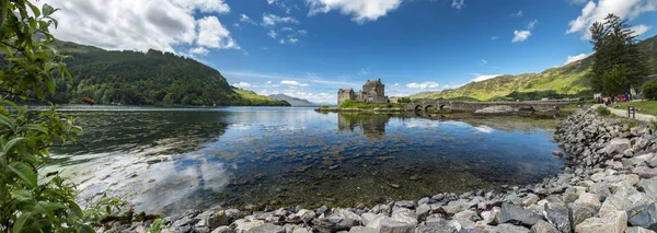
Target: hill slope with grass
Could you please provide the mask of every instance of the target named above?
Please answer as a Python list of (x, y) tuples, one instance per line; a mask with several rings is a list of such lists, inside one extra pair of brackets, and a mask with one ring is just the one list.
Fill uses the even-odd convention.
[[(650, 73), (657, 73), (657, 36), (638, 43), (646, 55)], [(422, 92), (411, 98), (474, 97), (489, 100), (538, 100), (542, 97), (591, 96), (589, 74), (592, 58), (551, 68), (541, 73), (500, 75), (481, 82), (471, 82), (454, 90)]]
[(58, 42), (57, 49), (72, 58), (67, 67), (73, 82), (57, 84), (55, 103), (77, 103), (81, 97), (97, 104), (289, 106), (288, 103), (240, 91), (221, 73), (194, 59), (158, 50), (108, 51)]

_Short problem_
Convert the lines of the data above into a Markdown table with the columns "Index" and "Content," numbering each line and leaving out blank lines. Omit the pictures from the table.

_Response below_
| Index | Content |
|---|---|
| 1 | Target: hill slope with grass |
| 2 | Could you please provide the mask of every instance of the target named above? |
| 3 | Please answer as a Python list of (x, y) tuples, one instance per line; a mask with several rings is a list of such lists, inside one extra pair of brackets, and a mask with one ring is just the one list. |
| 4 | Fill uses the even-odd convention. |
| 5 | [[(650, 73), (657, 73), (657, 36), (638, 43), (646, 55)], [(422, 92), (411, 98), (474, 97), (489, 100), (538, 100), (542, 97), (591, 96), (589, 74), (592, 58), (551, 68), (541, 73), (500, 75), (481, 82), (471, 82), (454, 90)]] |
| 6 | [(58, 42), (57, 49), (72, 58), (67, 67), (73, 82), (57, 84), (55, 103), (77, 103), (81, 97), (97, 104), (289, 106), (288, 103), (240, 91), (221, 73), (194, 59), (158, 50), (108, 51)] |